## Your goal
Output the entire listing below line for line without alteration, omitting the pictures.
-- BEGIN Excerpted data --
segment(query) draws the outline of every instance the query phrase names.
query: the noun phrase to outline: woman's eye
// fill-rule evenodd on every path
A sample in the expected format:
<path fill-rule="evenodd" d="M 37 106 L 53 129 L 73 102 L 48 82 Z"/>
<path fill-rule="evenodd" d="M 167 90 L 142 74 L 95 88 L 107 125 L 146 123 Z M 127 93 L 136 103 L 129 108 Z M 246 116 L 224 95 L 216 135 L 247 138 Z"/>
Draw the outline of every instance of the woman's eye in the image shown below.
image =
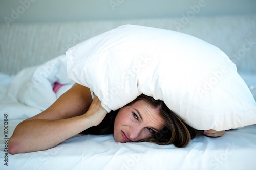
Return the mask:
<path fill-rule="evenodd" d="M 147 128 L 147 129 L 148 130 L 148 131 L 150 131 L 151 133 L 155 133 L 155 131 L 154 131 L 154 130 L 153 130 L 151 128 Z"/>
<path fill-rule="evenodd" d="M 138 116 L 137 116 L 137 115 L 134 113 L 133 113 L 133 117 L 134 117 L 134 118 L 135 118 L 136 119 L 138 119 Z"/>

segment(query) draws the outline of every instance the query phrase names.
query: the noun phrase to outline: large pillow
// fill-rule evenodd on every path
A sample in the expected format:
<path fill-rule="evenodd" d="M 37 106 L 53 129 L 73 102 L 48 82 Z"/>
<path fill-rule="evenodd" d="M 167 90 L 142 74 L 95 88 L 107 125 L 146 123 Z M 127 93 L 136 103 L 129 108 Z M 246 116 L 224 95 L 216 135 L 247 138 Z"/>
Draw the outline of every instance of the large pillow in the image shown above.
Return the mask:
<path fill-rule="evenodd" d="M 198 130 L 256 123 L 256 102 L 221 50 L 170 30 L 124 25 L 66 52 L 70 78 L 90 88 L 108 111 L 141 93 L 163 100 Z"/>

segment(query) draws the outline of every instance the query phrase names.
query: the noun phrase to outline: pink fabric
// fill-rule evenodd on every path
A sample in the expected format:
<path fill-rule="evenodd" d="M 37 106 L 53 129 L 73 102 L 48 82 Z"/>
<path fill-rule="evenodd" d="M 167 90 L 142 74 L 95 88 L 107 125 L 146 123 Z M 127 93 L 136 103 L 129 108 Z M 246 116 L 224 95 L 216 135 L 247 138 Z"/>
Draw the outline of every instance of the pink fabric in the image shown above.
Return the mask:
<path fill-rule="evenodd" d="M 60 88 L 63 86 L 62 84 L 59 84 L 58 82 L 55 82 L 54 83 L 54 84 L 53 85 L 53 91 L 56 93 L 59 90 L 59 89 Z"/>

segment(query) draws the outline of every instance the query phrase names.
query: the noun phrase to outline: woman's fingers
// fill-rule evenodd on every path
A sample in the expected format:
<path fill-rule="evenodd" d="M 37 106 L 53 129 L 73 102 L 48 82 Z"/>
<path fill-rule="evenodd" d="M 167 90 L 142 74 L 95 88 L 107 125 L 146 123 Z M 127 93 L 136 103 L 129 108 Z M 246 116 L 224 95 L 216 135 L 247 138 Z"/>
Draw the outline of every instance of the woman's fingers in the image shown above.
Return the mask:
<path fill-rule="evenodd" d="M 203 132 L 205 135 L 209 137 L 220 137 L 225 134 L 225 131 L 217 131 L 213 129 L 205 130 Z"/>

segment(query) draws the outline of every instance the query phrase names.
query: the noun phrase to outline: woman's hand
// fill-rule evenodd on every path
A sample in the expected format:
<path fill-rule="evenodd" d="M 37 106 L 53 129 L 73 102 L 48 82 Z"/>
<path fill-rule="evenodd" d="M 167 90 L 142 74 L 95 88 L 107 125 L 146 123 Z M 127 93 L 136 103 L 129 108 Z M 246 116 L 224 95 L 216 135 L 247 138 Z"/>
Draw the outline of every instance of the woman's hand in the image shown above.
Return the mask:
<path fill-rule="evenodd" d="M 208 137 L 220 137 L 223 135 L 225 133 L 225 131 L 217 131 L 213 129 L 205 130 L 203 132 L 205 135 Z"/>
<path fill-rule="evenodd" d="M 95 95 L 88 111 L 83 115 L 93 121 L 94 126 L 99 125 L 105 117 L 108 112 L 101 106 L 101 101 Z"/>

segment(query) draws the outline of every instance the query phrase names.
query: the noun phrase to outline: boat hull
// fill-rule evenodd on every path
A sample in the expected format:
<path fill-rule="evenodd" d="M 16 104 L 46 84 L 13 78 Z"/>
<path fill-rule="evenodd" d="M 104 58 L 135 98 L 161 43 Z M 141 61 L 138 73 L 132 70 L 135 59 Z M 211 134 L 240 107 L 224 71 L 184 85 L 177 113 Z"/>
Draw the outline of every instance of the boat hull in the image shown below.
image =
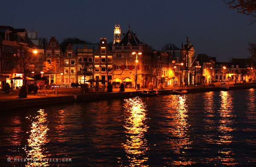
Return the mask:
<path fill-rule="evenodd" d="M 142 97 L 151 97 L 158 96 L 158 92 L 153 92 L 148 91 L 143 91 L 139 93 L 139 95 Z"/>
<path fill-rule="evenodd" d="M 172 94 L 185 94 L 188 91 L 172 91 Z"/>

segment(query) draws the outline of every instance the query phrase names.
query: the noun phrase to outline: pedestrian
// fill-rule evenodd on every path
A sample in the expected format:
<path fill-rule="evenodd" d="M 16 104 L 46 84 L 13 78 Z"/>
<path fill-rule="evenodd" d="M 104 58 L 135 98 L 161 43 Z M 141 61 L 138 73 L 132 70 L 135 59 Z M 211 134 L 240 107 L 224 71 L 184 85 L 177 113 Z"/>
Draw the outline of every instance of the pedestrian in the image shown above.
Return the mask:
<path fill-rule="evenodd" d="M 14 88 L 14 85 L 13 85 L 13 83 L 12 82 L 12 83 L 11 83 L 11 88 L 12 89 L 12 90 L 13 91 L 13 88 Z"/>

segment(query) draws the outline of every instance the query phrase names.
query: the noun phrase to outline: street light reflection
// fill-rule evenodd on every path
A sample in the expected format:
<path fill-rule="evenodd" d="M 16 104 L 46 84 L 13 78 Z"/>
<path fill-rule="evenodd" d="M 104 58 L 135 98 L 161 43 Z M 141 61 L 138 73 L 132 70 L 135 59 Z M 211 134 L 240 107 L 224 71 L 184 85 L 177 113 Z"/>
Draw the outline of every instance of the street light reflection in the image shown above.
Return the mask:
-- END Excerpted data --
## Response for this exercise
segment(query) draws the outline of every instance the query phrase names.
query: the noun phrase to outline: woman's eye
// fill-rule evenodd on every path
A sample in the expected format:
<path fill-rule="evenodd" d="M 37 106 L 53 129 L 73 102 L 48 82 Z"/>
<path fill-rule="evenodd" d="M 167 90 L 142 74 L 95 88 L 107 125 L 146 123 Z M 127 93 L 136 103 L 129 108 Z M 246 116 L 224 95 L 216 135 L 247 138 Z"/>
Draw the outline of every instance of the woman's eye in the image shown below.
image =
Return the mask:
<path fill-rule="evenodd" d="M 147 128 L 147 129 L 148 130 L 148 131 L 150 131 L 151 133 L 155 133 L 155 131 L 154 131 L 154 130 L 153 130 L 151 128 Z"/>
<path fill-rule="evenodd" d="M 138 116 L 137 116 L 137 115 L 134 113 L 133 113 L 133 117 L 134 117 L 134 118 L 135 118 L 136 119 L 138 119 Z"/>

segment(query) draws the outline of every instance the query phrase names.
query: the noun phrase to outline: large pillow
// fill-rule evenodd on every path
A sample in the expected format:
<path fill-rule="evenodd" d="M 37 106 L 53 129 L 73 102 L 48 82 Z"/>
<path fill-rule="evenodd" d="M 167 90 L 142 74 L 95 88 L 107 125 L 146 123 Z M 127 93 L 136 103 L 129 108 Z M 246 116 L 224 95 L 216 135 L 247 138 Z"/>
Draw the outline of every instance of the large pillow in the image shown above.
Return the mask:
<path fill-rule="evenodd" d="M 198 130 L 256 123 L 256 102 L 221 50 L 170 30 L 124 25 L 66 52 L 70 78 L 90 88 L 108 111 L 141 93 L 163 100 Z"/>

segment(query) draws the outline of every instance the query phrase names.
query: the noun phrase to outline: pink fabric
// fill-rule evenodd on every path
A sample in the expected format:
<path fill-rule="evenodd" d="M 37 106 L 53 129 L 73 102 L 48 82 Z"/>
<path fill-rule="evenodd" d="M 167 90 L 142 74 L 95 88 L 107 125 L 146 123 Z M 127 93 L 136 103 L 129 108 Z M 246 116 L 224 95 L 216 135 L 247 138 Z"/>
Draw the outline of every instance of the pink fabric in the image shown above.
Return the mask:
<path fill-rule="evenodd" d="M 60 88 L 63 86 L 62 84 L 59 84 L 58 82 L 55 82 L 54 83 L 54 84 L 53 85 L 53 91 L 56 93 L 59 90 L 59 89 Z"/>

segment(query) draws the outline of every instance the query phrase names.
query: the noun phrase to outline: woman's fingers
// fill-rule evenodd on every path
A sample in the expected format:
<path fill-rule="evenodd" d="M 37 106 L 53 129 L 73 102 L 48 82 Z"/>
<path fill-rule="evenodd" d="M 167 90 L 142 74 L 95 88 L 107 125 L 146 123 Z M 127 93 L 136 103 L 129 108 Z M 246 116 L 224 95 L 216 135 L 247 138 Z"/>
Draw the outline of every instance of the woman's fingers in the image shown above.
Return the mask:
<path fill-rule="evenodd" d="M 203 132 L 205 135 L 209 137 L 220 137 L 225 134 L 225 131 L 217 131 L 213 129 L 205 130 Z"/>

segment(query) draws the outline of every instance the query phrase names.
query: the noun phrase to outline: woman's hand
// fill-rule evenodd on every path
A sample in the expected format:
<path fill-rule="evenodd" d="M 37 106 L 53 129 L 73 102 L 48 82 Z"/>
<path fill-rule="evenodd" d="M 167 90 L 142 74 L 95 88 L 107 125 L 146 123 Z M 127 93 L 136 103 L 129 108 Z M 246 116 L 224 95 L 216 135 L 247 138 Z"/>
Draw the outline of every instance of the woman's hand in the image shown above.
Return the mask:
<path fill-rule="evenodd" d="M 208 137 L 220 137 L 223 135 L 225 133 L 225 131 L 217 131 L 213 129 L 205 130 L 203 132 L 205 135 Z"/>
<path fill-rule="evenodd" d="M 95 95 L 88 111 L 83 115 L 93 121 L 94 126 L 99 125 L 105 117 L 108 112 L 101 106 L 101 101 Z"/>

segment(query) draws the outline of every instance the query phrase names.
query: the noun phrase to outline: boat hull
// fill-rule evenodd on every path
A sample in the expected format:
<path fill-rule="evenodd" d="M 16 104 L 46 84 L 13 78 Z"/>
<path fill-rule="evenodd" d="M 104 58 L 135 98 L 161 43 Z M 141 61 L 138 73 L 132 70 L 135 59 Z M 211 134 L 240 107 L 224 71 L 184 85 L 177 113 Z"/>
Draw the outline of every instance of the boat hull in the image shown below.
image =
Return the mask:
<path fill-rule="evenodd" d="M 142 97 L 151 97 L 158 96 L 158 92 L 153 92 L 148 91 L 143 91 L 139 93 L 139 95 Z"/>
<path fill-rule="evenodd" d="M 172 94 L 185 94 L 188 91 L 172 91 Z"/>

segment(query) draws the outline of every instance the query phrase names.
query: the noun phrase to outline: pedestrian
// fill-rule evenodd on every path
A sample in the expected format:
<path fill-rule="evenodd" d="M 16 104 L 46 84 L 13 78 Z"/>
<path fill-rule="evenodd" d="M 104 58 L 135 98 L 161 43 Z M 141 61 L 138 73 L 132 70 L 135 59 Z M 211 134 L 240 107 L 224 71 L 184 85 L 177 113 Z"/>
Draw the outline of every instance of the pedestrian in the image shown above.
Return the mask:
<path fill-rule="evenodd" d="M 14 88 L 14 85 L 13 85 L 13 83 L 12 82 L 12 83 L 11 83 L 11 88 L 12 89 L 12 90 L 13 91 L 13 88 Z"/>

segment(query) draws the outline of every instance the query phrase names.
query: the noun phrase to outline: street light reflection
// fill-rule evenodd on every path
A sample in the expected format:
<path fill-rule="evenodd" d="M 16 104 L 46 84 L 13 78 Z"/>
<path fill-rule="evenodd" d="M 104 58 L 135 98 L 161 43 Z M 141 61 L 138 73 L 132 70 L 135 59 Z M 211 134 L 240 107 L 224 71 L 184 85 L 177 113 Z"/>
Draw the outline of every instance of the street light reflection in the image shown above.
Return the mask:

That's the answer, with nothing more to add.